Please return every one of the rows below word for word, leaving out the pictures.

» **Data provided**
━━━━━━━━
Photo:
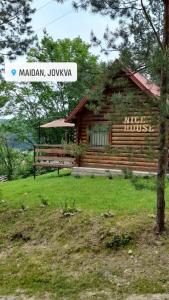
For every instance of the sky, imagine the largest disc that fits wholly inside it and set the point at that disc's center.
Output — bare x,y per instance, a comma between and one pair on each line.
62,21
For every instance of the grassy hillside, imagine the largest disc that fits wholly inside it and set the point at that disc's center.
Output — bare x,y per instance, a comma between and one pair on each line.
51,251
96,194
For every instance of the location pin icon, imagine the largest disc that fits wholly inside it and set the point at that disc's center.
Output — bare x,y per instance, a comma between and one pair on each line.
13,72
━━━━━━━━
» **Complete output**
Photo:
For every instance of the sky, imagine the largest disc that fits wholly inside it and set the point at that disc's center.
Output — bare x,y per instance, a comma between and one pair on each line.
62,21
For every instance of the grassy hillside, imagine the largest disc that fits wholly inside it and set the point at that disc's center.
Output — bare x,y per instance, a comma between and one pair on each line.
51,251
96,194
For every instance of the location pin icon, imagine the largest disc that fits wholly inside it and set the point at that disc's center.
Output — bare x,y per instance, a comma between and one pair on each line.
13,72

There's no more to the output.